The data below needs to be returned exactly, line for line.

**STORED ROWS:**
::::
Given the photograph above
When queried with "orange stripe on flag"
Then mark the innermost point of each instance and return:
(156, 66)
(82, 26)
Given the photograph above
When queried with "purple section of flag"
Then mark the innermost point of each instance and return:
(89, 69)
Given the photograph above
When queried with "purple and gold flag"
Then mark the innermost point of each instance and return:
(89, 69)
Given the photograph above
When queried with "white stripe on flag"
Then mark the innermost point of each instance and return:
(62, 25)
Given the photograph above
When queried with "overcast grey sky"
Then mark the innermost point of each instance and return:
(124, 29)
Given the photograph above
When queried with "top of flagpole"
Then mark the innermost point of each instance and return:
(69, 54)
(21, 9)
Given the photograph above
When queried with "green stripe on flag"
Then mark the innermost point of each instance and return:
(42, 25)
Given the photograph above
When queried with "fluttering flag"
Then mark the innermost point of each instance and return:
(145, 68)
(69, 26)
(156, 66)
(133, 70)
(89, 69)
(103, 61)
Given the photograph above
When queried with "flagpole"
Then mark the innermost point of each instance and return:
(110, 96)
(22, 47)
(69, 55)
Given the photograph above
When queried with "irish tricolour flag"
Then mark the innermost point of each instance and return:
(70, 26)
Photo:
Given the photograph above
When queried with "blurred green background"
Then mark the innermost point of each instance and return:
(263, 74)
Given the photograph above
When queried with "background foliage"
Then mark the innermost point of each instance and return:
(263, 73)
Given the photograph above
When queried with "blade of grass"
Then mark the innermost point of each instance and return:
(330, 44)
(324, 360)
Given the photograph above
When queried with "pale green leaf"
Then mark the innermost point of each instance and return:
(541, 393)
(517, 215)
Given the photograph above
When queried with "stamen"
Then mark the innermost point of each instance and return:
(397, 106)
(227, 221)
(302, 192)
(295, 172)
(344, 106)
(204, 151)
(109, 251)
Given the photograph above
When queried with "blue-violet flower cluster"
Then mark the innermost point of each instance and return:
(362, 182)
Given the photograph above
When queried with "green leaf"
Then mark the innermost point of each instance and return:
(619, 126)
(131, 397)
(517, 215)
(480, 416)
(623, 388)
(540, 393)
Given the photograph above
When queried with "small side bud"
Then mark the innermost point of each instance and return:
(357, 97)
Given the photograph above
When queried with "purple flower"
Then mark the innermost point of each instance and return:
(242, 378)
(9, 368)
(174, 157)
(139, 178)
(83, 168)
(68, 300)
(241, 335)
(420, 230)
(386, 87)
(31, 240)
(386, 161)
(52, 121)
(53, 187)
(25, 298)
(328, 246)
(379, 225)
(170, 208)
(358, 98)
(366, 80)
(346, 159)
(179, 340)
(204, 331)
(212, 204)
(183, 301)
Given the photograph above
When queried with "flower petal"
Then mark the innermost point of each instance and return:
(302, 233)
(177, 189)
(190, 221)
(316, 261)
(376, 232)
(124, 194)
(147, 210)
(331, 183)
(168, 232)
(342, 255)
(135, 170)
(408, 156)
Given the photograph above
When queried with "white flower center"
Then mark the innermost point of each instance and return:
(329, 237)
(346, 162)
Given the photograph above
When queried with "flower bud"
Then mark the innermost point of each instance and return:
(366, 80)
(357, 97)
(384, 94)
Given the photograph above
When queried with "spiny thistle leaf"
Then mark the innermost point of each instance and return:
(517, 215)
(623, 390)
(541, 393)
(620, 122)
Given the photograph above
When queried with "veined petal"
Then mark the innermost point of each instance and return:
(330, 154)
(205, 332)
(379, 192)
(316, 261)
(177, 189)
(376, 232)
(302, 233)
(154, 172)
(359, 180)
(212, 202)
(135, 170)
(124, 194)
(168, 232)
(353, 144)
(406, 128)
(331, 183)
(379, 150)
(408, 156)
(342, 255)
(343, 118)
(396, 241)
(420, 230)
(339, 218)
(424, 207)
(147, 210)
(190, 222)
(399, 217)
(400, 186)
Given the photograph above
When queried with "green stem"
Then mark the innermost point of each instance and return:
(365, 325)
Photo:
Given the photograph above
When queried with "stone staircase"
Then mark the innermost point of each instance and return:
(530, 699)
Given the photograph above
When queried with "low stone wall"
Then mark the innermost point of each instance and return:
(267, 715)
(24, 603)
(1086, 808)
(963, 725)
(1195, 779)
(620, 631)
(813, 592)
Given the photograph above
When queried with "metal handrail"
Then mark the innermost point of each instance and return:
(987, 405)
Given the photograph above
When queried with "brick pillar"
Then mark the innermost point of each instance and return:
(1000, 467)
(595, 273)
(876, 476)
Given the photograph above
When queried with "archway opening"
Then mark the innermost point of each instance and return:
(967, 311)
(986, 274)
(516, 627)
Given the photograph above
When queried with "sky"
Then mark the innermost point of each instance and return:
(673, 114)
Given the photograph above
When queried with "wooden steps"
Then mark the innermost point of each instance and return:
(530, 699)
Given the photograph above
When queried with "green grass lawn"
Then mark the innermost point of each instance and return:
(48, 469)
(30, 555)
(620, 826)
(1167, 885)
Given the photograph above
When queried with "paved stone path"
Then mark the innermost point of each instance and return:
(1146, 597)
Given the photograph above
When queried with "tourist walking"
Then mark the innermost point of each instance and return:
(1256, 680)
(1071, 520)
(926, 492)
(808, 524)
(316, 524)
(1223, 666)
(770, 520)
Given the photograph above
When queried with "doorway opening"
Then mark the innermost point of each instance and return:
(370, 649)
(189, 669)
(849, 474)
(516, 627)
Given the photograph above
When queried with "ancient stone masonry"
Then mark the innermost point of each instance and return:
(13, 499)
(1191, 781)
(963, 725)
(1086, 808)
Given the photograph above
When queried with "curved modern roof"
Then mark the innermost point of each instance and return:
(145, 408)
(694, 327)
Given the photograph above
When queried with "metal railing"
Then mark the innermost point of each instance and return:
::::
**ANSWER TO THIS EXERCISE:**
Given the photograph above
When queried with "orange stripe on flag"
Then mark the innermost point of each instance and return:
(156, 66)
(82, 26)
Given the photograph above
When queried with "purple section of flag"
Then mark the innermost point of each instance and return:
(89, 69)
Given the photograph above
When queried with "purple and gold flag"
Then mark the innermost point of each instance and return:
(89, 69)
Given the photograph above
When queried with "white stripe on flag"
Then mark the innermost point of each instance and return:
(62, 25)
Given the photograph above
When queried with "overcast grey sky"
Then mark the innermost point of each instance and return:
(124, 29)
Given the photograph above
When queried with "top of flagpole"
Then mark the innermost point of each instance and return:
(69, 54)
(21, 9)
Given the photograph above
When queried with "green stripe on flag"
Then mark the innermost point of each instance and return:
(42, 25)
Given the photograph above
When queried with "fluttering flag"
Then mark the innermost point of each instance and return:
(145, 68)
(69, 26)
(156, 66)
(133, 70)
(89, 69)
(103, 61)
Given the photograph above
When queried with "flagpole"
Then mark the innermost point of each instance and return:
(110, 96)
(22, 47)
(69, 55)
Given the photograph above
When queried with "irish tricolour flag"
Then mark the innermost point of each instance and return:
(70, 26)
Photo:
Given the photograph above
When queried with "blurred green background"
Then mark the innermost point of each instance and return:
(263, 74)
Given the photograph above
When queried with "background foliage"
Then mark the innermost point of each instance and return:
(263, 73)
Given the photograph above
When queried with "blade of grass"
Then mark the innermost point of each instance and return:
(330, 44)
(324, 360)
Given the photograph above
When queried with "pale green leaf"
Then mark the innermost point of each instance and return:
(541, 393)
(517, 215)
Given the photograph above
When queried with "stamen"
Then mark the innermost point of each instance and return:
(397, 106)
(227, 221)
(302, 192)
(295, 172)
(344, 106)
(204, 151)
(109, 251)
Given the photograph above
When queried with "blue-violet flower cluster"
Then mark the innermost point of each instance and return:
(362, 182)
Given the photograph above
When queried with "green leaf"
Then mark the innermost point of each instance and return:
(619, 126)
(131, 397)
(517, 215)
(480, 416)
(623, 388)
(540, 393)
Given the photograph above
When queried with "small side bud"
Then mark the innermost point of each instance and return:
(357, 97)
Given the photograph above
When queried with "purple flower"
Then mark the innermost point of each instance and return:
(242, 378)
(9, 368)
(174, 157)
(139, 178)
(83, 168)
(68, 300)
(241, 335)
(420, 230)
(386, 87)
(31, 240)
(386, 161)
(52, 121)
(53, 187)
(25, 298)
(328, 246)
(379, 225)
(170, 208)
(358, 98)
(366, 80)
(346, 159)
(179, 340)
(204, 331)
(212, 204)
(183, 301)
Given the photograph above
When queried with "flower petal"
Then mark the innermost point of each instance and return:
(302, 233)
(177, 189)
(190, 221)
(316, 261)
(376, 232)
(124, 194)
(147, 210)
(331, 183)
(168, 232)
(342, 255)
(135, 170)
(408, 156)
Given the photograph above
When queried with "white flower center"
Then mark the innermost point of each instance and return:
(329, 237)
(346, 162)
Given the photograph above
When queried with "flower bud"
Then mark the innermost point of each instance and return:
(366, 80)
(357, 97)
(384, 94)
Given the photograph above
When queried with "spiny thistle leaf"
Then mark the innermost point of each instance and return:
(517, 215)
(623, 390)
(541, 393)
(620, 122)
Given the photograph above
When queried with "veined petal"
Then mark the innermost point of each instance and return:
(330, 154)
(205, 332)
(379, 192)
(316, 261)
(177, 189)
(376, 232)
(302, 233)
(154, 172)
(359, 180)
(212, 202)
(135, 170)
(124, 194)
(168, 232)
(353, 144)
(406, 128)
(331, 183)
(379, 150)
(408, 156)
(342, 255)
(343, 118)
(396, 241)
(420, 230)
(339, 218)
(424, 207)
(147, 210)
(190, 222)
(399, 217)
(400, 186)
Given the photograph above
When queried with "green stem"
Then mark the innermost point of each instance and return:
(365, 325)
Photo:
Given the photograph above
When queried with "stone staircase"
Then mark the innermost point of each instance and return:
(530, 699)
Given the photograph above
When queried with "low stone wall"
Then mark the innermost point of each instance and return:
(267, 715)
(24, 603)
(1086, 808)
(963, 725)
(1195, 779)
(620, 631)
(813, 592)
Given the photograph above
When queried with "metal handrail"
Then mark the innermost point of each instance and return:
(987, 405)
Given the photograph above
When queried with "brick pillar"
Then mark the innermost point of each instance and return:
(1000, 467)
(595, 273)
(876, 476)
Given the photograph above
When queried with "archway opening"
Then mark the innermost point of each instance and return:
(967, 311)
(986, 274)
(516, 627)
Given the photograph above
When queried with "sky"
Then mark the innermost point of each instance and return:
(673, 114)
Given the photograph above
When queried with "wooden steps"
Then mark the innermost point of each instance and return:
(530, 699)
Given the photograph above
When queried with "green grass lawn"
Then mark the innermost point of each instance and return:
(48, 469)
(30, 555)
(620, 826)
(1167, 885)
Given the photograph above
When queried with "paved stone path"
Then mark the innermost point of each instance and return:
(1146, 597)
Given the photograph above
When queried with "tourist walking"
Then mark the innermost point of each instance and return:
(1256, 680)
(1071, 520)
(926, 492)
(808, 524)
(316, 524)
(1223, 666)
(770, 520)
Given the photograph above
When queried with "doorway opening"
Then mark the innermost point of each instance and return:
(370, 649)
(189, 669)
(849, 474)
(516, 627)
Given the photograph above
When queried with "ancient stone masonry"
Then mark the innermost point of each instance and return:
(13, 499)
(1191, 781)
(963, 725)
(1086, 808)
Given the photograph above
When queried with "curved modern roof"
Then mark the innermost point of each instance and return:
(145, 408)
(694, 327)
Given the photograph above
When queried with "metal railing"
Then mark the innermost point of each instance and return:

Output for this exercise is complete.